==== Page excerpt
The same amount of money is spent differently depending on who decides. There are many ways to save energy at home, from investing in a more efficient fridge to taking shorter showers or reducing power.

Here are 7 simple tips on how to save energy at home to help you start out on your savings and sustainability project.

But before you learn how to save energy at home, there are a few things you need to know: what do people in Spain use more energy for?

This will help identify how to use energy more intelligently and thoughtfully. Saving energy is not just a question of sustainability, it also helps to save money that can be used on other things. Do the same with less, in other words, pure energy efficiency.

How much energy do homes use in Spain?

The average Spanish household spends 1,000 euros per year according to a number of studies by the IDAE (Institute for Energy Diversification and Saving)

Air conditioning (hot + cold), with an average of 5,300 kWh per year, is by far where homes use most energy, and can mean 50% of total energy use as a national average.

This is followed by a tie between domestic appliances and hot water, both using about 1,900 kWh. Other areas, such as lighting (about 400 kWh) use much less in comparison.

From these data it would be easy to conclude that if you are looking to save then it is on air conditioning where you have the greatest margin to save money.

"The average Spanish household spends about 1,000 euros a year on energy."
========
● Objective
For each statement below, answer yes or no on whether it agrees with the excerpt on saving energy at home, and quote the words of the excerpt that decide it. 1. Air conditioning is where homes use the most energy. 2. Lighting uses about as much energy as hot water. 3. Domestic appliances use more energy than hot water.
==== Entries supplied
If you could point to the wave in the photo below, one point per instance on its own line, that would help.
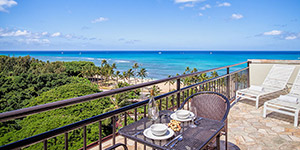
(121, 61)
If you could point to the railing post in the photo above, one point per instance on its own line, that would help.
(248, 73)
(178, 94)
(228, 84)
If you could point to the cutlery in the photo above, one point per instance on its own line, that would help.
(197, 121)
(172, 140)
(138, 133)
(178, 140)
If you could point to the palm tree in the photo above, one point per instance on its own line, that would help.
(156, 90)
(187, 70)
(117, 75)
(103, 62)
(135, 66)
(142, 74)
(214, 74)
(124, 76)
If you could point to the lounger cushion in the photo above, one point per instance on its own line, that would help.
========
==== Entries supplied
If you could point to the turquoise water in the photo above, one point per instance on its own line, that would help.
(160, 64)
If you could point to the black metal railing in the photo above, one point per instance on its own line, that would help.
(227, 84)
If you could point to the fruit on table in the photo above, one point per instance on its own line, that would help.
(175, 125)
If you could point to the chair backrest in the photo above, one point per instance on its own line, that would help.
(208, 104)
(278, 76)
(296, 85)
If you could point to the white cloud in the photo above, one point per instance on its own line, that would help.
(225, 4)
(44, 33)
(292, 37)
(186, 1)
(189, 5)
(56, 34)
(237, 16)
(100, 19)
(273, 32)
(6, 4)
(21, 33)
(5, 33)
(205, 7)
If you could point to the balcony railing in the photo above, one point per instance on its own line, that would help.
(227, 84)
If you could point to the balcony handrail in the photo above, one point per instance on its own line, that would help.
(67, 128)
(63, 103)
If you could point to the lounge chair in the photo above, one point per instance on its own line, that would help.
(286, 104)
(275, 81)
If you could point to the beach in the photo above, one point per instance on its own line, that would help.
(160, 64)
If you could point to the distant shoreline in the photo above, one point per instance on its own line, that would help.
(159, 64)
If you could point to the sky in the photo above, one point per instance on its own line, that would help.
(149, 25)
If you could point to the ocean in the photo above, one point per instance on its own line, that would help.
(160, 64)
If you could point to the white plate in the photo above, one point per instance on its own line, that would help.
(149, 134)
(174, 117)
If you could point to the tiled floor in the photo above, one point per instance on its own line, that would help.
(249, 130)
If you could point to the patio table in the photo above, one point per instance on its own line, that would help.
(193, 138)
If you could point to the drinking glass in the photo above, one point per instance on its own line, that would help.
========
● Answer for the task
1. Yes: "Air conditioning (hot + cold), with an average of 5,300 kWh per year, is by far where homes use most energy"
2. No: "Other areas, such as lighting (about 400 kWh) use much less in comparison."
3. No: "This is followed by a tie between domestic appliances and hot water, both using about 1,900 kWh."